··· Source
Real Estate Investing 101: Asset-Backed Security

by Susan Hu 08/16/2020

Image by Gino Crescoli from Pixabay

The common understanding of an asset-based debt is a loan meant to be repaid with interest, over time, and backed by a physical asset such as a building or a car. The asset serves as collateral that can be claimed by the lender in case of borrower default.

An Asset-Based Security (ABS), however, in investment terminology, is somewhat different.

Even though the common understanding of an Asset-Backed Security (ABS) might be a loan that is based on an actual asset, such as a home or an automobile, that is only partially the case in investment terminology. By definition, the ABS represents a pool of debt -- usually a group of individual loans -- that can include any type of debt other than mortgages. It may include loans that are backed by real property, such as equipment, land, buildings, or business inventory, but not necessarily.

Mortgages are specifically excluded and classed separately today. The ABS evolved from the mortgage-backed securities that were first introduced in the 1980s, but a debt secured by a mortgage is today known as Collateralized Debt Obligation (CDO). To make it more confusing, a CDO is a specific type of ABS.

An ABS represents other types of debt. Liability might be associated with an automobile loan, student loan debt, credit card debt, home equity loan or other types of loan debt that are to be repaid, with interest, over a specified period of time. Investors in asset-based securities assume the risk; the anticipation is that payment of outstanding principal and interest will be repaid as scheduled, so that investors will earn a reasonable rate of return. The risk is that borrowers may default on the loans, or that a collection process will delay repayment and involve unexpected costs.
······
··· Supplied records
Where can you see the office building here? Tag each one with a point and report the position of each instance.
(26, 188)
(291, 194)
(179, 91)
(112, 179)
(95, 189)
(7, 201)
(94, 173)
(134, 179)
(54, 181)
······
- _Request 1_:
According to the article on asset-backed securities, what is a debt secured by a mortgage known as today?
- _Request 2_:
Reproduce the passage of the article on asset-backed securities that begins at the words "Image by Gino" and stops after the words "of borrower default.".

- _Correct answer 1_:
A Collateralized Debt Obligation (CDO).

- _Correct answer 2_:
Image by Gino Crescoli from Pixabay

The common understanding of an asset-based debt is a loan meant to be repaid with interest, over time, and backed by a physical asset such as a building or a car. The asset serves as collateral that can be claimed by the lender in case of borrower default.